▶ [Goal]: Please copy every item below word for word and line for line, leaving out the pictures.

[Records in a dataset]
>> BEGIN

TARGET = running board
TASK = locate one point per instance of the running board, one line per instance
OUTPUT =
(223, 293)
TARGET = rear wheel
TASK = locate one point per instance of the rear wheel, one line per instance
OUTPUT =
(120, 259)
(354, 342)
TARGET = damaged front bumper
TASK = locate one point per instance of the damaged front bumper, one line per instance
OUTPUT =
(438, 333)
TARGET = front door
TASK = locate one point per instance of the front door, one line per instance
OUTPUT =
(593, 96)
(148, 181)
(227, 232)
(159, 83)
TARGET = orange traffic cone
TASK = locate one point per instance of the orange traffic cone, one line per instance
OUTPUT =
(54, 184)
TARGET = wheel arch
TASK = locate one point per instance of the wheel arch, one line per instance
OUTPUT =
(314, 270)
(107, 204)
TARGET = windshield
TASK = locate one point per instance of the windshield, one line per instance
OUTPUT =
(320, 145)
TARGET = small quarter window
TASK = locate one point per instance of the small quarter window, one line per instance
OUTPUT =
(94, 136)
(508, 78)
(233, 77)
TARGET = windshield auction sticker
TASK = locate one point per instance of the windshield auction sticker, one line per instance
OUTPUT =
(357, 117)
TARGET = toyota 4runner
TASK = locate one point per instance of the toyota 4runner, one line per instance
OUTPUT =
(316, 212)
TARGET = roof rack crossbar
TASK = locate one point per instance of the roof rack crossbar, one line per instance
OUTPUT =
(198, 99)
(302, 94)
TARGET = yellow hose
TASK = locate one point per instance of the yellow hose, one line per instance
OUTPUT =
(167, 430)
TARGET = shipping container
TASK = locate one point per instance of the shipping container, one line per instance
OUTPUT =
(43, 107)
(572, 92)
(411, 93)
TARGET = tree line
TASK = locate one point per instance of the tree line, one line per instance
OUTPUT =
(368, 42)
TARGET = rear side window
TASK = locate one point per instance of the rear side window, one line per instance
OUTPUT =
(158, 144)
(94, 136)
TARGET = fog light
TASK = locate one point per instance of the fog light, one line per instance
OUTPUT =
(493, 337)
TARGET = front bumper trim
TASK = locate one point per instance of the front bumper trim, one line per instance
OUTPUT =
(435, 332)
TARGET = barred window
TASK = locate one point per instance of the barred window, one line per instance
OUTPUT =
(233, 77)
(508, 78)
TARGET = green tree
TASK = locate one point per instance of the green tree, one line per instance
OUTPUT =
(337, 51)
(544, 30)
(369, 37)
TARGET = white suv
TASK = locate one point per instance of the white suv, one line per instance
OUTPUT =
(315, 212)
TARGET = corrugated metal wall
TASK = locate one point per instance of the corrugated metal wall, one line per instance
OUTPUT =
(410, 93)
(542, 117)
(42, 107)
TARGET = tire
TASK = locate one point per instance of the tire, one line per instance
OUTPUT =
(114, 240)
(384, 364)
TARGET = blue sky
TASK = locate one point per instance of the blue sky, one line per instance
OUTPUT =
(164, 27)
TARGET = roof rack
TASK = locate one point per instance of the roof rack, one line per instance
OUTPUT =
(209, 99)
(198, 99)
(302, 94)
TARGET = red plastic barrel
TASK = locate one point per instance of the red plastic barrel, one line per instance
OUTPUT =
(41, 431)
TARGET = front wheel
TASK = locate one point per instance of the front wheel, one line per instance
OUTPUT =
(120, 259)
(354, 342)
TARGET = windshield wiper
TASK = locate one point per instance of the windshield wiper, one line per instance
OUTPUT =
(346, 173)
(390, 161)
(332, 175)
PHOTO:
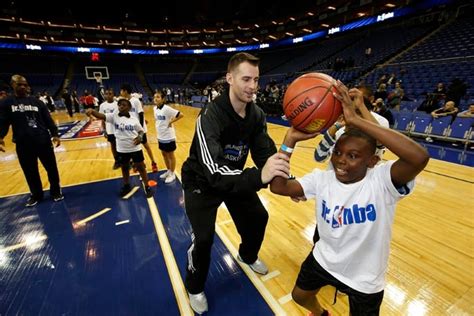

>> END

▶ [Task solution]:
TARGET = running board
TASK = locate one point per instance of the running board, one line per instance
OUTPUT =
(223, 293)
TARGET = rear wheel
TASK = locate one point per instance of the rear wheel, one line per instance
OUTPUT =
(120, 259)
(354, 342)
TARGET = damaged front bumper
TASK = locate one point per instance of the damaged front bumper, one line per instance
OUTPUT =
(438, 333)
TARGET = front door
TASK = locate one point per instance of the front door, one line per instance
OUTPUT =
(593, 96)
(148, 181)
(227, 232)
(159, 83)
TARGET = orange traffic cone
TASK = locate one point per instance of the orange traffic cone, one line per instance
OUTPUT =
(54, 184)
TARGET = wheel arch
TASK = locate one point per instance of the wheel arch, one line per instance
OUTPUT =
(314, 270)
(107, 204)
TARGET = windshield
TASK = locate one point per instance of the windshield, one line per instance
OUTPUT =
(320, 145)
TARGET = small quarter window
TASK = locate one point per instance of the small quarter window, one line per instance
OUTPUT =
(94, 136)
(508, 78)
(233, 77)
TARGET = windshield auction sticker
TASK = locate one point per instance of the windshield auction sticker, one line per instance
OUTPUT =
(357, 117)
TARGET = toyota 4runner
TASK = locate one point per instance of the toyota 4runner, one line per instance
OUTPUT =
(316, 212)
TARGET = roof rack crossbar
TASK = locate one point per instance of the roof rack crossbar, one line per instance
OUTPUT =
(198, 99)
(302, 94)
TARGET = yellow hose
TASK = locate one point per instance of the yellow hose, one line per instance
OUTPUT =
(167, 430)
TARGET = shipping container
TASK = locate one point per instance of the shipping container, one line per instance
OUTPUT =
(43, 107)
(572, 92)
(411, 93)
TARGET = tree line
TASK = locate one point per instance of the tree line, one line per instance
OUTPUT =
(368, 42)
TARGET = rear side window
TASK = locate one point per instance of the rear side window, one line per instance
OUTPUT =
(158, 144)
(94, 136)
TARGET = fog light
TASK = locate one point per instance of the fog light, one line per instance
OUTPUT =
(493, 337)
TARGET = front bumper trim
TASK = locate one point per instance of the front bumper trim, one line per instance
OUTPUT =
(435, 332)
TARGET = barred window
TASK = locate one point per instance of the barred window, one line per instance
OUTPUT =
(233, 77)
(508, 78)
TARGET = green tree
TASK = locate one point per instance of the green tree, one line per instance
OUTPUT =
(337, 51)
(544, 30)
(369, 37)
TARGET = white suv
TASK = locate one point per instance of the white suv, one line per instance
OUTPUT =
(315, 212)
TARGET = corrugated metal wall
TASK = locate one point per instance of the corrugated metal wall, one line per instance
OUTPUT =
(410, 93)
(542, 117)
(42, 107)
TARGET = tire
TASK = locate one point per instance of the tire, one line per instance
OUTPUT =
(114, 240)
(384, 364)
TARGET = blue sky
TASK = locate one point per instance of the blue sky, one line per instance
OUTPUT =
(164, 27)
TARGET = roof rack
TASK = locate one point per instance of the roof rack, one line per instance
OUTPUT =
(209, 99)
(198, 99)
(302, 94)
TARGET = red plastic barrel
TASK = locate one point per instance of the red plastic barrel, one line per instance
OUTPUT =
(41, 431)
TARGET = front wheel
TASK = locate one point per instance of the front wheel, one line per instance
OUTPUT =
(120, 259)
(354, 342)
TARGET = windshield wiper
TASK = locate one point per instance of the windshield wiper, one line per instance
OUTPUT =
(346, 173)
(390, 161)
(332, 175)
PHOTO:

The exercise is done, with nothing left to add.